QUOTED PASSAGE:

————————

Until last week, scrutinizing a fetus's DNA for indications of genetic abnormalities meant tapping into the mother's womb with a needle. Now there's a test that can do it using a small sample of the mother's blood. MaterniT21, a Down's syndrome test that Sequenom of San Diego, California, launched in major centres across the United States on 17 October, is the first of several such tests expected on the market in the next year. It signals the arrival of a long-anticipated era of non-invasive prenatal genetic screening, with its attendant benefits and ethical complications (see Nature 469, 289–291; 2011).

In the future you’ll be able to extract an enormous amount of information from that sequencing data. ,

With the technology in place to sequence the fetal DNA carried in a pregnant woman's bloodstream, geneticists predict the list of conditions that can be detected by non-invasive means will grow rapidly. Another company, Gene Security Network of Redwood City, California, says its forthcoming test will also check for other genetic abnormalities, and Sequenom is studying the feasibility of expanding its test.

"There's every reason to think that in the future you'll be able to extract an enormous amount of information from that sequencing data," says Peter Benn, director of the Diagnostic Human Genetics Laboratories at the University of Connecticut Health Center in Farmington.

Sequenom's test sequences 36-base-pair fragments of DNA to identify sections from chromosome 21. Normally, the chromosome contributes 1.35% of the total maternal and fetal DNA in the mother's blood. An overabundance of this material indicates the genetic abnormality that marks Down's syndrome.

Sequenom is marketing its test as an add-on to current screening methods, which estimate the chance that a woman is carrying a fetus with Down's syndrome from ultrasound results and protein markers in the blood. Such non-genetic screening can detect 90–95% of Down's syndrome cases, but falsely indicates that up to 5% of women are carrying a baby affected by the condition. Sequenom's test could be taken after a positive screening result to help a woman decide whether to undergo amniocentesis, a test that extracts amniotic fluid with a needle and carries a small risk of miscarriage. A study published this month, and paid for by Sequenom, found that the company's test has a false positive rate of 0.2% (G.E.Palomakietal.Genet.Med.http://dx.doi.org/10.1097/GIM.0b013e3182368a0e;2011).

————————

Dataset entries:
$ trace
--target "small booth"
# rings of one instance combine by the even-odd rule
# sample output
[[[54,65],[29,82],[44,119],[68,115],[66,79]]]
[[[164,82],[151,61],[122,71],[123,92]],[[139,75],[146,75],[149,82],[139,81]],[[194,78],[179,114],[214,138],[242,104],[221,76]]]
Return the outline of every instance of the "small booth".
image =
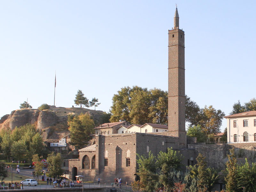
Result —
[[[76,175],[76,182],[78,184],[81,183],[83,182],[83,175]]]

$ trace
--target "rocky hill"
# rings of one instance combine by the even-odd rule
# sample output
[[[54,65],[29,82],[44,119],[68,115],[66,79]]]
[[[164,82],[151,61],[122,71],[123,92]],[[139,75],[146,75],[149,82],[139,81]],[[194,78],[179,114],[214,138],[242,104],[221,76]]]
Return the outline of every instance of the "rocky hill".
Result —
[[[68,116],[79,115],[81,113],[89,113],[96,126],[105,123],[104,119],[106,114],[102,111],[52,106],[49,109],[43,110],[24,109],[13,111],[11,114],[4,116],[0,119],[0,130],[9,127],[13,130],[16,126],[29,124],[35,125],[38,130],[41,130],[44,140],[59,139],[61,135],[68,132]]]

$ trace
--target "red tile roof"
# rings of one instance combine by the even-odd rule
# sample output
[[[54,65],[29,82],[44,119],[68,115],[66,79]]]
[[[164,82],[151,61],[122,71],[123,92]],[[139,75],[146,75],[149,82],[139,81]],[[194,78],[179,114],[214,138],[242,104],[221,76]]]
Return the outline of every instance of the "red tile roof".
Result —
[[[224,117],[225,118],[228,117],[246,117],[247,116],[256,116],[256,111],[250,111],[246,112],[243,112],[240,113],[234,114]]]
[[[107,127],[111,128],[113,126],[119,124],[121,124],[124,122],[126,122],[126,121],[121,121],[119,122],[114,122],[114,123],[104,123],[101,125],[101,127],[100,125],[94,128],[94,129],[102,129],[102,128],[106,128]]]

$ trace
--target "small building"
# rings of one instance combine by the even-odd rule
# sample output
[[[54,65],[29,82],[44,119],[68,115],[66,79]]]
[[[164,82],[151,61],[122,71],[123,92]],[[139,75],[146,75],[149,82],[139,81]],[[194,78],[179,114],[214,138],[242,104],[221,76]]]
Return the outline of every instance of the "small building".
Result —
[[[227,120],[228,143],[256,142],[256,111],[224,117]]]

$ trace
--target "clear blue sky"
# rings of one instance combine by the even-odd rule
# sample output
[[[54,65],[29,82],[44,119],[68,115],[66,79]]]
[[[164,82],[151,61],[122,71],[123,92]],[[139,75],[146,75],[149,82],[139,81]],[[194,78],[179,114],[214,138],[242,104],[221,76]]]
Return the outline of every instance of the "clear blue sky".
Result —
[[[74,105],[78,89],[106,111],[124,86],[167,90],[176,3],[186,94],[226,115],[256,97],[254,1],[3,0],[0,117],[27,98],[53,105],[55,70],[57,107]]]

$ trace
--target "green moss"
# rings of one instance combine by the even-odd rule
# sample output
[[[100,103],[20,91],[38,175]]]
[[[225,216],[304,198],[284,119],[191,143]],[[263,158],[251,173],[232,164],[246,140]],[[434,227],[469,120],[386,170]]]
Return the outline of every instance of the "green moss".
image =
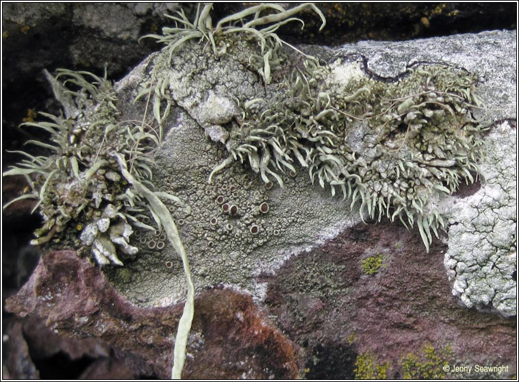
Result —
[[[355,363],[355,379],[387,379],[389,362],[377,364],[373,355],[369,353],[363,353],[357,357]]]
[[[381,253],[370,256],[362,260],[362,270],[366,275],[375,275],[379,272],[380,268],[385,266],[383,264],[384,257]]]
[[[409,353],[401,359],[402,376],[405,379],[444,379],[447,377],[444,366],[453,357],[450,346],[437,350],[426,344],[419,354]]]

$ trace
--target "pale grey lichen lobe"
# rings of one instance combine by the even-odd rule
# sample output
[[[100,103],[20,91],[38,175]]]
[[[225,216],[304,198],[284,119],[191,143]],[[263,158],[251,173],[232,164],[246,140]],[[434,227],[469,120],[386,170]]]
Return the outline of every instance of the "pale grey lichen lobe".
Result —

————————

WHAT IS NEEDED:
Give every percentage figure that appears in the article on non-invasive prenatal testing above, noting what each one describes.

EXERCISE OUTPUT:
- 1.35%: the share of the total maternal and fetal DNA in the mother's blood normally contributed by chromosome 21
- 90–95%: the proportion of Down's syndrome cases that non-genetic screening can detect
- Up to 5%: the proportion of women whom non-genetic screening falsely indicates are carrying a baby affected by Down's syndrome
- 0.2%: the false positive rate of Sequenom's test found in a study paid for by Sequenom